** START AVAILABLE DATA **
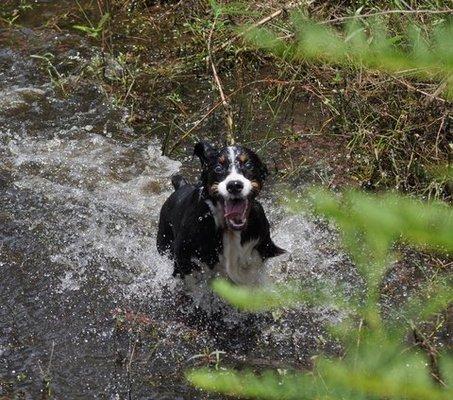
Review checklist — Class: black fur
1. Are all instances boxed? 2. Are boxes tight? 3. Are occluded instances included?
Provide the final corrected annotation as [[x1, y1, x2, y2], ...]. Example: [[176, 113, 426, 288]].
[[157, 142, 285, 277]]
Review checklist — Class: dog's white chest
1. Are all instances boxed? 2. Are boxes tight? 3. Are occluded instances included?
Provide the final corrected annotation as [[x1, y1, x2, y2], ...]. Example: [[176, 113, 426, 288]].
[[219, 230, 263, 285]]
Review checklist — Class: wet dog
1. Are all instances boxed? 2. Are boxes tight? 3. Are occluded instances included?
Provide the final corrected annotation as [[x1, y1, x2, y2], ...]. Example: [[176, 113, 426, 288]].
[[157, 141, 285, 284]]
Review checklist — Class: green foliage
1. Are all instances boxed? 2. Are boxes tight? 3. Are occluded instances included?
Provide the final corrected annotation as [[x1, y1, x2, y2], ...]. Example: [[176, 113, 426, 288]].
[[242, 13, 453, 95], [188, 189, 453, 400], [73, 13, 110, 39]]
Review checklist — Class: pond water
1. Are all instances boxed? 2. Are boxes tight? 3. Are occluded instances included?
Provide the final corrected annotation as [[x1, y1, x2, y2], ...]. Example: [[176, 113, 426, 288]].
[[0, 6, 360, 399]]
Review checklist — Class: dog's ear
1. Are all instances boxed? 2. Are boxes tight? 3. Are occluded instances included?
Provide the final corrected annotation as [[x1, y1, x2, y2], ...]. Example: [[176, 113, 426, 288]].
[[193, 140, 217, 167], [252, 152, 269, 181], [259, 160, 269, 181]]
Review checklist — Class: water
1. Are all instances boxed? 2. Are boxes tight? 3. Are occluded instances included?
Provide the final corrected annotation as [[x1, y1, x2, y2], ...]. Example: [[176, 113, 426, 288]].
[[0, 18, 360, 399]]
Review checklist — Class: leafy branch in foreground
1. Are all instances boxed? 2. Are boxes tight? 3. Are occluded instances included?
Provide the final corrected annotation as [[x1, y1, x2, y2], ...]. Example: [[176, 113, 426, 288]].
[[245, 13, 453, 97], [188, 189, 453, 400]]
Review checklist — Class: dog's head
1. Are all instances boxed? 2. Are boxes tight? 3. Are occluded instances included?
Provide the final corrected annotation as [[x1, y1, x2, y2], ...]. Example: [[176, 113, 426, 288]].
[[194, 141, 268, 230]]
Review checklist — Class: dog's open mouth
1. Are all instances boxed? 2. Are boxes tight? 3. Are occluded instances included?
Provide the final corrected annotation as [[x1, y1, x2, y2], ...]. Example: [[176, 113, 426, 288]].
[[223, 199, 250, 231]]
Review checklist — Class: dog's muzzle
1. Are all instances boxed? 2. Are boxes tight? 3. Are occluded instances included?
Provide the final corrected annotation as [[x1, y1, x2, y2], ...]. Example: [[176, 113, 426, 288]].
[[223, 198, 250, 231]]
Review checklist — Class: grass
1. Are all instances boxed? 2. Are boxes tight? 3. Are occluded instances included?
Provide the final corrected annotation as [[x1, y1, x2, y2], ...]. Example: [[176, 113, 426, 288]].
[[2, 0, 453, 200]]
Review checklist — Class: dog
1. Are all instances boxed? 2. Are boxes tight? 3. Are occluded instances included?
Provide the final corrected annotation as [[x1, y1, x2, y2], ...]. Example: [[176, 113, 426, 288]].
[[157, 141, 285, 285]]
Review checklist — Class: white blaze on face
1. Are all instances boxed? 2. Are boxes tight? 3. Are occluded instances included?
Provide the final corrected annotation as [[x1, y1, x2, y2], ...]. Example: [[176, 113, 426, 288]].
[[218, 146, 252, 199]]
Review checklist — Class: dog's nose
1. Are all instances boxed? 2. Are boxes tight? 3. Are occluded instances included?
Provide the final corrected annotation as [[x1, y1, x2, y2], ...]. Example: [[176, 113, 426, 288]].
[[227, 181, 244, 194]]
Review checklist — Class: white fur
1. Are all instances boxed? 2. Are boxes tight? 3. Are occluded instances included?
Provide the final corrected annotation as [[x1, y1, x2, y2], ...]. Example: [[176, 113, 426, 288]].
[[218, 146, 252, 199], [218, 230, 263, 285]]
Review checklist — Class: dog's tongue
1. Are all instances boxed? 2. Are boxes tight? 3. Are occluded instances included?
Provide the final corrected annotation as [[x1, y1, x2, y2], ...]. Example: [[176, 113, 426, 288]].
[[225, 200, 247, 218]]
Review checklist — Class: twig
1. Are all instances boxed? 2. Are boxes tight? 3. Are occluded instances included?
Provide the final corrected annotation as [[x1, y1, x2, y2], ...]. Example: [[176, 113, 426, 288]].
[[167, 78, 322, 156], [394, 78, 446, 103], [214, 3, 299, 52], [435, 114, 447, 159], [208, 20, 234, 145], [320, 8, 453, 24]]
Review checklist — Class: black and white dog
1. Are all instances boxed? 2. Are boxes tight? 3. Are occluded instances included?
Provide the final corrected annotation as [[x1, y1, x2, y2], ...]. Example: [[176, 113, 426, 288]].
[[157, 141, 285, 284]]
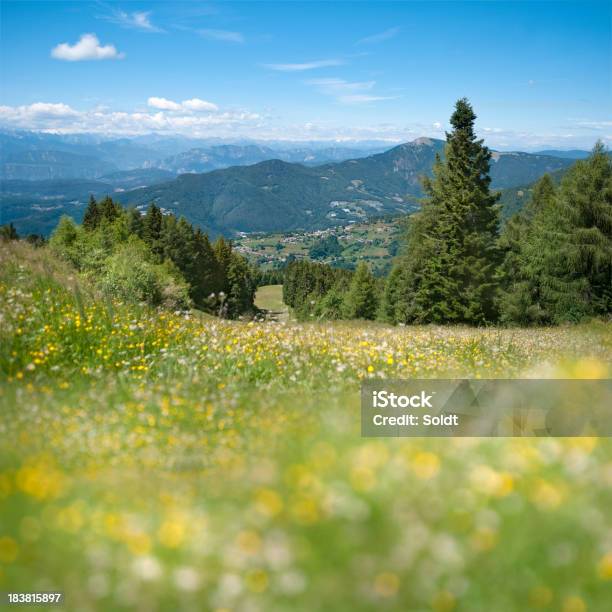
** END AVAILABLE DATA **
→ TASK REQUIREMENTS
Copy out all the lines above with "Review checklist" changed to "Audit checklist" wherever it appears, keeping everything else the same. Leave the pictures out.

→ FINAL ANSWER
Audit checklist — Class: black fur
1. Are all instances boxed? 2. Are boxes tight? 3. Are occluded instances included?
Provide the final corrected annotation as [[x1, y1, x2, y2], ...]. Example: [[176, 113, 426, 288]].
[[157, 142, 285, 277]]
Audit checklist — Class: dog's white chest
1. Are all instances boxed? 2. Are boxes tight? 3. Are occluded instances included?
Provide the final corrected annotation as [[x1, y1, x2, y2], ...]. Example: [[176, 113, 426, 288]].
[[219, 230, 263, 285]]
Audit checklist — Class: wet dog
1. Are all instances boxed? 2. Are boxes tight? 3. Are occluded instances included?
Provide the final corrected annotation as [[x1, y1, x2, y2], ...]. Example: [[176, 113, 426, 288]].
[[157, 141, 285, 284]]
Audit checklist — Class: green foliage
1. Are all instances boxed? 2. Are boxes tight? 3. Are occluded instances included?
Provide the final corrected annotation as [[x1, y1, x2, y2], ...]. Example: [[176, 113, 426, 288]].
[[242, 13, 453, 95], [188, 189, 453, 400], [73, 13, 110, 39]]
Audit checklist — Class: pond water
1. Are all instances boxed? 2. Are boxes tight? 3. Are occluded instances included?
Provide the final corrected annotation as [[x1, y1, x2, y2], ...]. Example: [[176, 113, 426, 288]].
[[0, 6, 360, 399]]
Audit checklist — Class: dog's ear
1. Are all instances boxed? 2. Are boxes tight? 3. Are occluded instances included?
Provide the final corrected annotation as [[x1, y1, x2, y2], ...]. Example: [[176, 113, 426, 288]].
[[193, 140, 217, 167], [252, 152, 269, 181], [259, 160, 269, 181]]
Audit checklist — Class: water
1. Are all instances boxed? 2. Are boxes tight? 3. Are occluded instances included?
Provide the final corrected annotation as [[x1, y1, x2, y2], ...]. Example: [[176, 113, 426, 288]].
[[0, 18, 360, 399]]
Audit checklist — Class: leafy branch in foreground
1. Are all instances boxed? 2. Are boxes tight? 3. Are occluded instances included?
Provide the final corrected annotation as [[x1, y1, x2, y2], ...]. Example: [[176, 113, 426, 288]].
[[245, 13, 453, 97], [188, 189, 453, 400]]
Audit checklist — Class: dog's head
1. Are all instances boxed? 2. Are boxes tight? 3. Are occluded instances included?
Provide the final corrected annotation as [[x1, y1, x2, y2], ...]. Example: [[176, 113, 426, 288]].
[[194, 141, 268, 230]]
Audit checklist — Class: dog's open mouth
1. Are all instances boxed? 2. Are boxes tight? 3. Are occluded instances included?
Provide the final corrected annotation as [[x1, y1, x2, y2], ...]. Example: [[176, 113, 426, 288]].
[[223, 199, 250, 231]]
Audit checklist — Class: dog's muzzle
1. Are all instances boxed? 2. Are boxes tight? 3. Are occluded instances included?
Provide the final corrected annotation as [[x1, y1, x2, y2], ...]. Example: [[176, 113, 426, 288]].
[[223, 198, 250, 231]]
Audit checklist — Class: grass
1. Are all instances boxed? 2. Are boxes tight? 3. Are occluded instances included?
Provide the final corrected annotation as [[x1, y1, x2, y2], ...]. Example: [[176, 113, 426, 288]].
[[2, 0, 453, 200]]
Audit checklist — Class: dog
1. Are all instances boxed? 2. Are boxes tight? 3. Are occluded instances included?
Provide the final corrected annotation as [[x1, y1, x2, y2], ...]. Example: [[176, 113, 426, 288]].
[[157, 141, 285, 285]]
Audit checklist — Class: white blaze on face
1. Are all instances boxed? 2. Are boxes tight? 3. Are occluded instances included?
Provide the final corrected annotation as [[x1, y1, x2, y2], ...]. Example: [[176, 113, 426, 288]].
[[218, 146, 252, 199]]
Audit checklist — Class: dog's nose
1. Are all instances boxed? 2. Are boxes tight? 3. Are occluded instances included?
Provide the final corrected annotation as [[x1, y1, x2, y2], ...]. Example: [[176, 113, 426, 288]].
[[227, 181, 244, 194]]
Audit checklist — Class: white fur
1. Are all instances boxed? 2. Are boxes tight? 3. Are occluded instances included?
Provide the final corrected annotation as [[x1, y1, x2, y2], ...]. Example: [[176, 113, 426, 288]].
[[218, 146, 252, 199], [218, 230, 263, 285]]
Audit checklist — Class: dog's tongue
1. Are all instances boxed? 2. Are boxes tight? 3. Are occluded instances included?
Provide the final corrected annotation as [[x1, y1, x2, y2], ...]. Example: [[176, 113, 426, 288]].
[[225, 200, 247, 218]]
Audit checklist — Class: twig
1. Are all instances boxed? 2. Are boxes tight? 3. Are occluded instances included?
Provide the final corrected annotation as [[x1, y1, x2, y2], ...]. Example: [[176, 113, 426, 288]].
[[167, 78, 322, 156], [394, 78, 446, 103], [214, 3, 299, 52], [435, 114, 447, 159], [208, 20, 234, 145], [320, 8, 453, 24]]
Audit checklist — Class: black and white dog
1. Are all instances boxed? 2. Are boxes tight? 3. Are occluded instances included?
Provide the final corrected annotation as [[x1, y1, x2, y2], ...]. Example: [[176, 113, 426, 288]].
[[157, 141, 285, 284]]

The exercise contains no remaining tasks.